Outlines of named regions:

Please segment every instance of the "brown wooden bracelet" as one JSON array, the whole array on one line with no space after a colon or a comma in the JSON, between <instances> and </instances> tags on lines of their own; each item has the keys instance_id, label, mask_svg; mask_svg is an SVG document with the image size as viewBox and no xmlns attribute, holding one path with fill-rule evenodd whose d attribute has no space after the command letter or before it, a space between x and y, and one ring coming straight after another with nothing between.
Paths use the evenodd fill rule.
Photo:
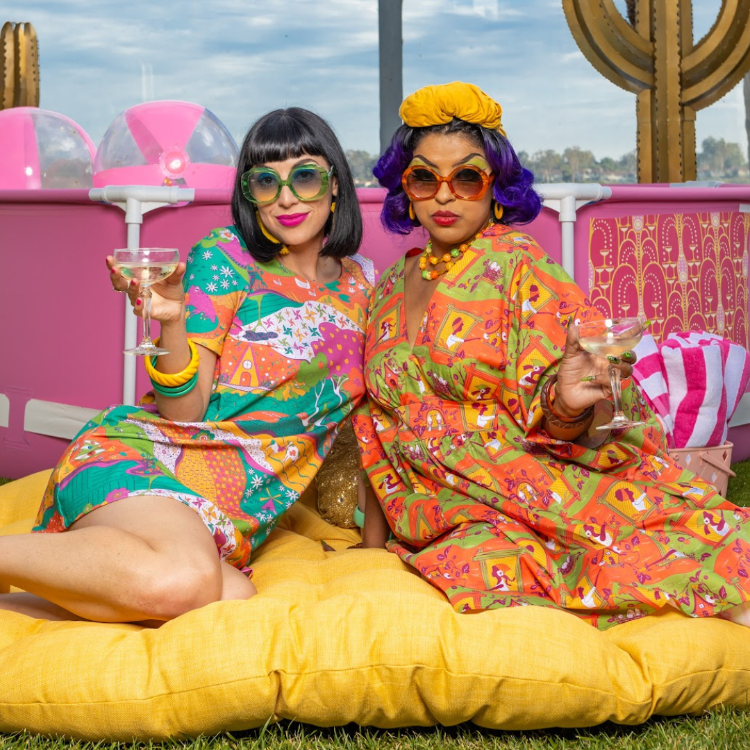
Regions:
<instances>
[{"instance_id":1,"label":"brown wooden bracelet","mask_svg":"<svg viewBox=\"0 0 750 750\"><path fill-rule=\"evenodd\" d=\"M572 432L583 427L591 418L592 414L594 413L594 407L589 406L577 417L573 417L572 418L564 417L562 414L556 412L552 406L552 402L550 400L550 390L556 382L557 374L555 373L542 386L541 395L542 411L548 424L551 424L553 427L558 428L560 430Z\"/></svg>"}]
</instances>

SHORT TASK: Write out all of the entries above again, word for word, and leave out the pictures.

SOLUTION:
Please segment every instance of the "brown wooden bracelet" as one JSON array, the whole array on one line with no space after a colon or a comma in the JSON, between <instances> and </instances> tags on lines of their own; each item has the keys instance_id, label, mask_svg; mask_svg is an SVG document with the image size as viewBox and no xmlns attribute, holding one path with fill-rule evenodd whose d attribute has no space after the command letter or before it, a space between x and y, and one ring coming straight after another with nothing between.
Paths use the evenodd fill rule.
Photo:
Regions:
<instances>
[{"instance_id":1,"label":"brown wooden bracelet","mask_svg":"<svg viewBox=\"0 0 750 750\"><path fill-rule=\"evenodd\" d=\"M572 432L583 427L591 418L592 414L594 413L594 407L589 406L577 417L573 417L572 418L564 417L562 414L556 412L552 406L552 402L550 400L550 390L556 382L557 374L555 373L542 386L541 395L542 411L548 424L551 424L553 427L558 428L560 430Z\"/></svg>"}]
</instances>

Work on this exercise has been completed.